- **The problem**: Gather every line of the entries below that contains the string "white". Case counts.

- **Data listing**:

[start]

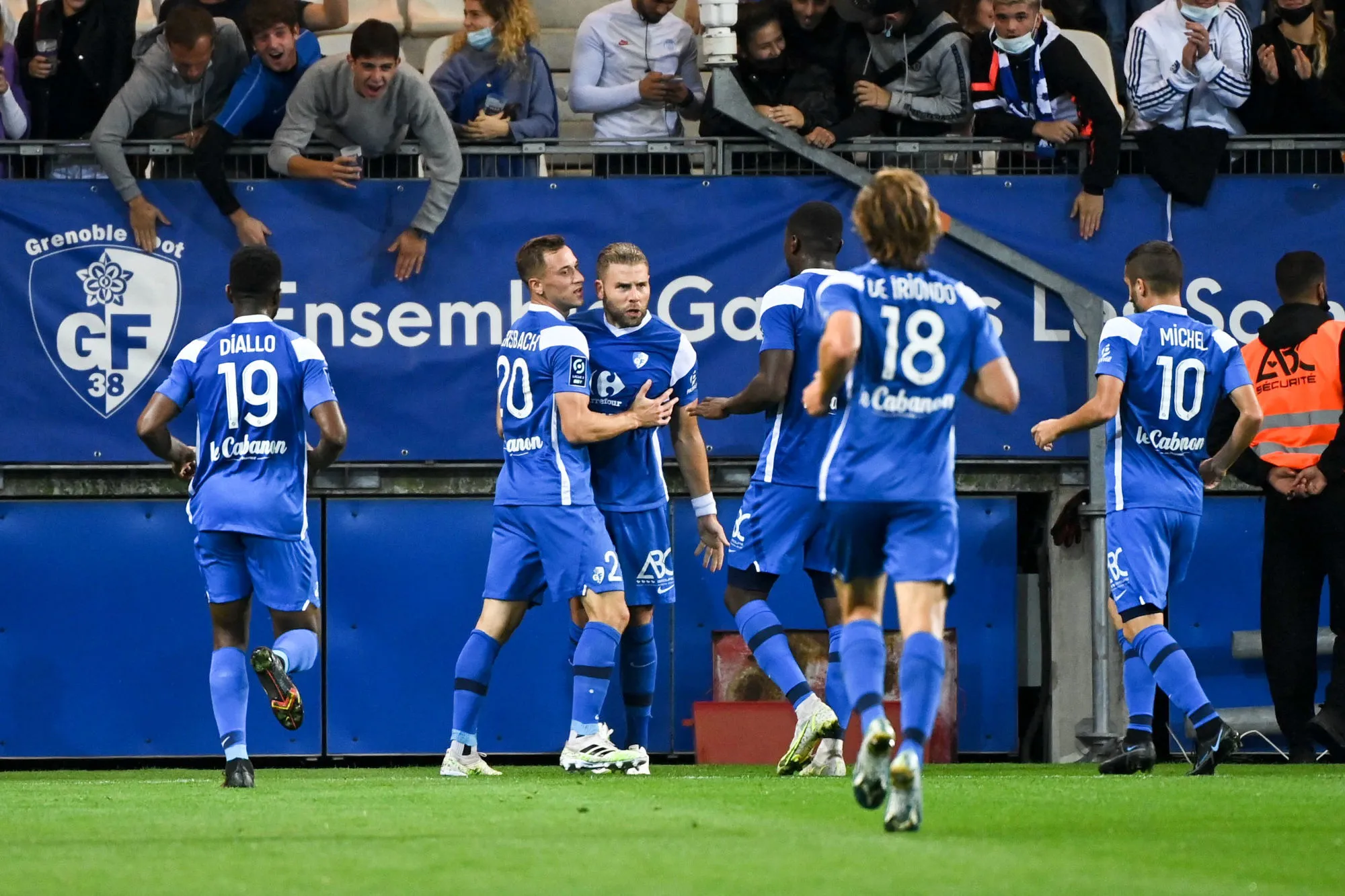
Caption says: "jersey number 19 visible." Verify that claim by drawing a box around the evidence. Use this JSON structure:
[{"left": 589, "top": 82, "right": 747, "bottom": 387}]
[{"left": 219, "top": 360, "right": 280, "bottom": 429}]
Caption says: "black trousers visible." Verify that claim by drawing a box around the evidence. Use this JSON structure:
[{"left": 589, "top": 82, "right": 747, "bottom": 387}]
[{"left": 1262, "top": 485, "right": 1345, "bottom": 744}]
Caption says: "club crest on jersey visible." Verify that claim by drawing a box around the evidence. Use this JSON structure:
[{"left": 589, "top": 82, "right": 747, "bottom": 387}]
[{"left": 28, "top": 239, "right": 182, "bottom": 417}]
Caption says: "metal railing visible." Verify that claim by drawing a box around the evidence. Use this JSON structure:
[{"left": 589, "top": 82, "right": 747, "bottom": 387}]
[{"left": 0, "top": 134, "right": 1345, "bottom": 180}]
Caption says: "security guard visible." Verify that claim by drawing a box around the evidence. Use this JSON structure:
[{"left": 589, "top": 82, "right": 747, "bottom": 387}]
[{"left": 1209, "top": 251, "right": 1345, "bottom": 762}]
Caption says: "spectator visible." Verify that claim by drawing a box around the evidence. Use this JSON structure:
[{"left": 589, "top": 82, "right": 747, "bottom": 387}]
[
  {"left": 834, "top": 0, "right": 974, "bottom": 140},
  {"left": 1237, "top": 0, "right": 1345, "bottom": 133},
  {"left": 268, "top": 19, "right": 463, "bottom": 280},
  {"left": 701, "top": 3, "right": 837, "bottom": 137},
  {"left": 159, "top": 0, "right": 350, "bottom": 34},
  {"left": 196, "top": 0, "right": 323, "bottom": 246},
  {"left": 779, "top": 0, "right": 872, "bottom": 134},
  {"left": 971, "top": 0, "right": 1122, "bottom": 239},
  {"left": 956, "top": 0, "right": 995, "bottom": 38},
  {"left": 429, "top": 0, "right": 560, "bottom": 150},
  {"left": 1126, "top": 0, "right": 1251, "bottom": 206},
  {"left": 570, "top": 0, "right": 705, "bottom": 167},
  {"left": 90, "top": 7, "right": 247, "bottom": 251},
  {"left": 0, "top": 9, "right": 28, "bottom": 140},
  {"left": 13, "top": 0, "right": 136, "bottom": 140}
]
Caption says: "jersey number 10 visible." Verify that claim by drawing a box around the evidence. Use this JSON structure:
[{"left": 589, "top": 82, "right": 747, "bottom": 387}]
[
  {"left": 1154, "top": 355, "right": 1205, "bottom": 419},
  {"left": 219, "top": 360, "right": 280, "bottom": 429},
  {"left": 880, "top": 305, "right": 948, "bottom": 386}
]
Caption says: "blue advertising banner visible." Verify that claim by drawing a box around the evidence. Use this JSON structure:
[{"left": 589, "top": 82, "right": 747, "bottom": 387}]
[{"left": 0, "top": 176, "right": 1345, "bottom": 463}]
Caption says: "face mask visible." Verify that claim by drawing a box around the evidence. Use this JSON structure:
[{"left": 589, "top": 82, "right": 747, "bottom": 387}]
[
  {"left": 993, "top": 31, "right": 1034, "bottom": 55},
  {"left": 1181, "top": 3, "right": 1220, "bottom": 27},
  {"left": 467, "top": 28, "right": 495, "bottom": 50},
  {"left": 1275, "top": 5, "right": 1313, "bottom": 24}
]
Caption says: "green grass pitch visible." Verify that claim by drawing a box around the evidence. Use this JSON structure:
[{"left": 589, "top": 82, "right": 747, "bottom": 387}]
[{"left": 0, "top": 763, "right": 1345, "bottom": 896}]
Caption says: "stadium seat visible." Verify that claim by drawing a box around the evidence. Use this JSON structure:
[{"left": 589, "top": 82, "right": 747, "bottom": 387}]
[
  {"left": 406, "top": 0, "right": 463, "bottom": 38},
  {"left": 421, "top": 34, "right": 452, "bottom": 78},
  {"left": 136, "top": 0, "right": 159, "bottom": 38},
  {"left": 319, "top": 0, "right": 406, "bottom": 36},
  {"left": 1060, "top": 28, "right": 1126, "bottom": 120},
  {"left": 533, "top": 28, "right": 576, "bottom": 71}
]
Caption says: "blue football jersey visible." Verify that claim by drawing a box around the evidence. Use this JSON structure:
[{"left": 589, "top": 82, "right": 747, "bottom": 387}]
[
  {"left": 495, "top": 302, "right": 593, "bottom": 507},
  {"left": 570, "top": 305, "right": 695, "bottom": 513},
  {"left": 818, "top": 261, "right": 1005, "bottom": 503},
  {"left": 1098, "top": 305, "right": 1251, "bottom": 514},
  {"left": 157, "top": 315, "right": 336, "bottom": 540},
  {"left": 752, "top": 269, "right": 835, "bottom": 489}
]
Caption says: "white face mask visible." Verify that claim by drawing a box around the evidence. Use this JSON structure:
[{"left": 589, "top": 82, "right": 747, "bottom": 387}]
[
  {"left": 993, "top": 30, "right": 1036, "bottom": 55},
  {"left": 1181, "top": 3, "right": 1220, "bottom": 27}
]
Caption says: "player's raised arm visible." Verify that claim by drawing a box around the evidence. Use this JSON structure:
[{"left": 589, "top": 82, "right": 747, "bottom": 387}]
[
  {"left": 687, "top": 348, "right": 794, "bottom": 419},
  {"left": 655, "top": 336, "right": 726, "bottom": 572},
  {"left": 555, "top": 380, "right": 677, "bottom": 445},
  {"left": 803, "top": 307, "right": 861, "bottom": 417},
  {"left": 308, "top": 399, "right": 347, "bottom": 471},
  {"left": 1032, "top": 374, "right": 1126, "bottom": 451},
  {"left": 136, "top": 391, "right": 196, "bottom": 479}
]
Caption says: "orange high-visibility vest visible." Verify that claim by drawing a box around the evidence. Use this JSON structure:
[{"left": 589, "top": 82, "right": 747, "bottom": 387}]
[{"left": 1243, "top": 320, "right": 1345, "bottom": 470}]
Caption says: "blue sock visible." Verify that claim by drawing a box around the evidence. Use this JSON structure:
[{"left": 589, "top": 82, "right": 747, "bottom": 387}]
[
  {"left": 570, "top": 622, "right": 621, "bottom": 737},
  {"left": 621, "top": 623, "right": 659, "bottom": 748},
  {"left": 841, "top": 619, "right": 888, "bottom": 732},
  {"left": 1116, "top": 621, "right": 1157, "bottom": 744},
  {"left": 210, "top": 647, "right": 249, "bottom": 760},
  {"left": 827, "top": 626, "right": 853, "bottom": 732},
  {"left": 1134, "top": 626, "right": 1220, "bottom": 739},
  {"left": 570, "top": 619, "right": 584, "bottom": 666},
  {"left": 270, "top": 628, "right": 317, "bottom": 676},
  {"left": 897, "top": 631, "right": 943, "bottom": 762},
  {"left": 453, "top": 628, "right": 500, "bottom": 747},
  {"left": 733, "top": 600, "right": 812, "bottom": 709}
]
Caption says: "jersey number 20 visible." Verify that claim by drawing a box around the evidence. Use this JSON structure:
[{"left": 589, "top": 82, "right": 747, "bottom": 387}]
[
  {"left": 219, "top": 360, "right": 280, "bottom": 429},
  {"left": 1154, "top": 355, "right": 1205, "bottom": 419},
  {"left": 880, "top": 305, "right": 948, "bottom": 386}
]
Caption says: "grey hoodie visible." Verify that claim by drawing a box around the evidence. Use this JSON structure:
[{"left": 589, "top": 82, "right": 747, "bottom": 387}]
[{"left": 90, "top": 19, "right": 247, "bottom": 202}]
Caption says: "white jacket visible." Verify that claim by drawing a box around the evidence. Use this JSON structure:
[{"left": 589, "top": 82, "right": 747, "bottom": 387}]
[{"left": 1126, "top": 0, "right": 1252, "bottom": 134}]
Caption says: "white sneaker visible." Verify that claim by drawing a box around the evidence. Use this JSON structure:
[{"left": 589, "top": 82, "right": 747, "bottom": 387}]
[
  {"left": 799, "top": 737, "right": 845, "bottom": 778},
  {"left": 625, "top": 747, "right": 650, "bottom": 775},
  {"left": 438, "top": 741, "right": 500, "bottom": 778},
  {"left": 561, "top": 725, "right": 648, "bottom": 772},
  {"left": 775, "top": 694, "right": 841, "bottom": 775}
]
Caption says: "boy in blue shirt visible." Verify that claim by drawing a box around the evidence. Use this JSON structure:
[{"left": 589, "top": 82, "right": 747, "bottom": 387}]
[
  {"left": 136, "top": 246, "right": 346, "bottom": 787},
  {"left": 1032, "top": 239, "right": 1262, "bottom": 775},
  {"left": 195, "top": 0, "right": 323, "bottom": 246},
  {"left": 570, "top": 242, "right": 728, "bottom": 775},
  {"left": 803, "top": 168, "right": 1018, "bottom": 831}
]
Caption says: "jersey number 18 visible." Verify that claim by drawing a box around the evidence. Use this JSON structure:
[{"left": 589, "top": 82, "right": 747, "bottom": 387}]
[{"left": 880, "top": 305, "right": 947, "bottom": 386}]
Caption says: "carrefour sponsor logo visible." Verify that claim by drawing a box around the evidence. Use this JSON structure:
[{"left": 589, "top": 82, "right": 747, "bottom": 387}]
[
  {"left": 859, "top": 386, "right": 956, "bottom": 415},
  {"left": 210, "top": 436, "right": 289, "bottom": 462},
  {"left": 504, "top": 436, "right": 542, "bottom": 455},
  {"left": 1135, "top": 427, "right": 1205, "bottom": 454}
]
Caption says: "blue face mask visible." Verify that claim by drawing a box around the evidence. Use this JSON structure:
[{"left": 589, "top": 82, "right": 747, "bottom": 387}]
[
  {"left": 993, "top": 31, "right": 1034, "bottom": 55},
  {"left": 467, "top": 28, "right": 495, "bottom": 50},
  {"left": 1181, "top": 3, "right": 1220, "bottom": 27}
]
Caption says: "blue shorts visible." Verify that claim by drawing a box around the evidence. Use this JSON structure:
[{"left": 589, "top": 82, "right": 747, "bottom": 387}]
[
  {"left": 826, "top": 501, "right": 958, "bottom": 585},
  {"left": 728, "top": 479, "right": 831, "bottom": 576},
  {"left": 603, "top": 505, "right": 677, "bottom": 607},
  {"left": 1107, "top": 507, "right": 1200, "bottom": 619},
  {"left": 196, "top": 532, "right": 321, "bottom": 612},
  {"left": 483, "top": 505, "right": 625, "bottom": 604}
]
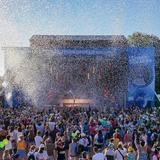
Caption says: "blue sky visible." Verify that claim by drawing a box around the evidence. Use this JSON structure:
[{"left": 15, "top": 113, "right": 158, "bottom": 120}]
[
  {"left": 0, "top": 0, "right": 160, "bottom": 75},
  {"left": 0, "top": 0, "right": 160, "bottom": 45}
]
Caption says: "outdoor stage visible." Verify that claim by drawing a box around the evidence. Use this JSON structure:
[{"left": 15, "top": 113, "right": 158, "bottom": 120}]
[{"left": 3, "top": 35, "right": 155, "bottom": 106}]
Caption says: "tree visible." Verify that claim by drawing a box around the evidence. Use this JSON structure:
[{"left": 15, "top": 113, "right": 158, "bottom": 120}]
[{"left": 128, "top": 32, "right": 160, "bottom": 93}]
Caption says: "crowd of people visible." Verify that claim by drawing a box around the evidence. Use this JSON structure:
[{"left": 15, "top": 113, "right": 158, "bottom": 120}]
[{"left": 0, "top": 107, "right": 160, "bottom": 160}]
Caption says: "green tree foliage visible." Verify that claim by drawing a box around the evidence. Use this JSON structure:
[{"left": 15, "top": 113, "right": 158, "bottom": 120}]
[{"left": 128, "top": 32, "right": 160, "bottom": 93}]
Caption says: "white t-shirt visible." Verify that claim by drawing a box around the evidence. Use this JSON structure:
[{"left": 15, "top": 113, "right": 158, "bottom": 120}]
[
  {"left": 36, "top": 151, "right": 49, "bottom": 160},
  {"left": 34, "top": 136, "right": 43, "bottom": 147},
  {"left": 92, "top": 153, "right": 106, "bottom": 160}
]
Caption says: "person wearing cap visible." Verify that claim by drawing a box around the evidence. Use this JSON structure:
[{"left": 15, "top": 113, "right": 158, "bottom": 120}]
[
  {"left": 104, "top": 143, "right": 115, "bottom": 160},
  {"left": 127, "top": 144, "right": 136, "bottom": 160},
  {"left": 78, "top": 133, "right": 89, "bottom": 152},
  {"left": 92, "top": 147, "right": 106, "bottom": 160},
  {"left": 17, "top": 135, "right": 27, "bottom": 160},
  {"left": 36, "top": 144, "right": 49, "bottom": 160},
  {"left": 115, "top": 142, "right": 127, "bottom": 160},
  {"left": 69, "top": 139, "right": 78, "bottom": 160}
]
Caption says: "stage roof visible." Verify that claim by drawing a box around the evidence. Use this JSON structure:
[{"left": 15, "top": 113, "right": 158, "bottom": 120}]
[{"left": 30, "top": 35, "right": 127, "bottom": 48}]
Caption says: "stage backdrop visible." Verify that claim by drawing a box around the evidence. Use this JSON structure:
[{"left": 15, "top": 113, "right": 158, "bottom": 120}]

[end]

- **Complete answer**:
Caption says: "white face mask visible." Verify that claim by drawing a box around the evidence. Use this JSON structure:
Caption says: "white jacket visible." Verify that claim by drawing a box around the evidence. Use this JSON structure:
Caption says: "white sneaker visible." Verify that claim by drawing a box around the evidence. Use this JSON structure:
Caption says: "white t-shirt visible." Verify that claim by drawing a box around the evidence. Use this JSON structure:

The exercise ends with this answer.